→ Aim of the task:
In the text on compliance program discipline, what two means does the quoted US Sentencing Guidelines language require for promoting and enforcing a compliance and ethics program?

→ Document text:
In the Department of Justice’s Evaluation of Corporate Compliance Programs, Prong 8 Incentive and Disciplinary Measures it states: Incentive System Consistent Application – Have the disciplinary actions and incentives been fairly and consistently applied across the organization? In the FCPA Corporate Enforcement Policy it states, “Appropriate discipline of employees, including those identified by the company as responsible for the misconduct, either through direct participation or failure in oversight, as well as those with supervisory authority over the area in which the criminal conduct occurred”.

Under Hallmark Six of the Ten Hallmarks of an Effective Compliance Program it states:

In addition to evaluating the design and implementation of a compliance program throughout an organization, enforcement of that program is fundamental to its effectiveness. A compliance program should apply from the board room to the supply room—no one should be beyond its reach. DOJ and SEC will thus consider whether, when enforcing a compliance program, a company has appropriate and clear disciplinary procedures, whether those procedures are applied reliably and promptly, and whether they are commensurate with the violation. Many companies have found that publicizing disciplinary actions internally, where appropriate under local law, can have an important deterrent effect, demonstrating that unethical and unlawful actions have swift and sure consequences.

However, I believe that the 2012 FCPA Guidance’s best practices are more active than the ‘stick’ of employee discipline to make a compliance program effective and I believe that it also requires a ‘carrot’. This requirement is codified in the US Sentencing Guidelines with the following language, “The organization’s compliance and ethics program shall be promoted and enforced consistently throughout the organization through (A) appropriate incentives to perform in accordance with the compliance and ethics program; and (B) appropriate disciplinary measures for engaging in criminal conduct and for failing to take reasonable steps to prevent or detect criminal conduct.”

One of the areas which Human Resources can operationalize your compliance program is to ensure that discipline is handed out fairly across an organization and to those employees who integrate such ethical and compliant behavior into their individual work practices going forward. This is more than financial incentives for ethical behavior but institutional objectivity for your employees.

→ Supplied material:
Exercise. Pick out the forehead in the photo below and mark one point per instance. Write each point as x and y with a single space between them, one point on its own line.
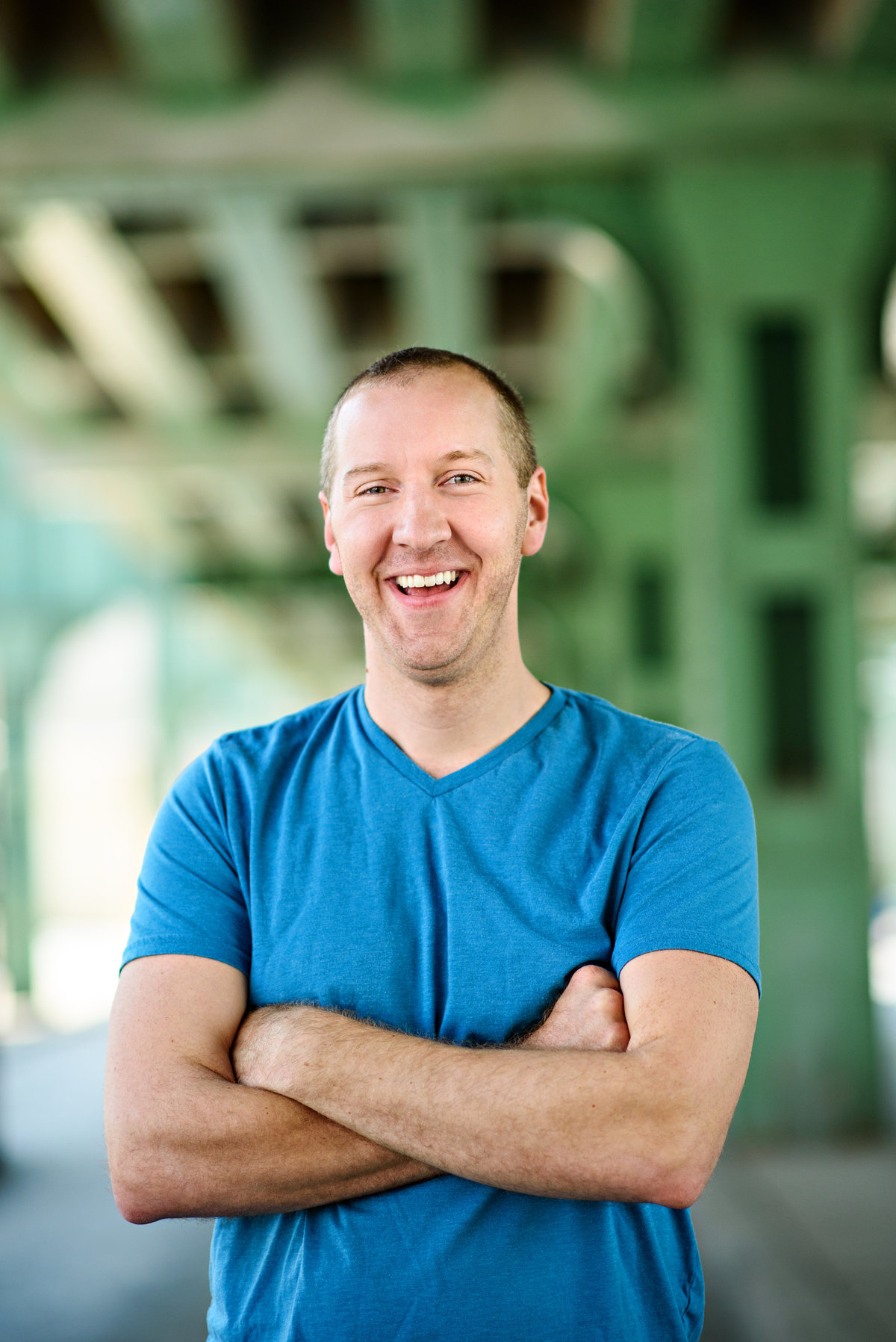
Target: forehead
436 412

→ Answer to the task:
Appropriate incentives to perform in accordance with the compliance and ethics program, and appropriate disciplinary measures for engaging in criminal conduct and for failing to take reasonable steps to prevent or detect criminal conduct.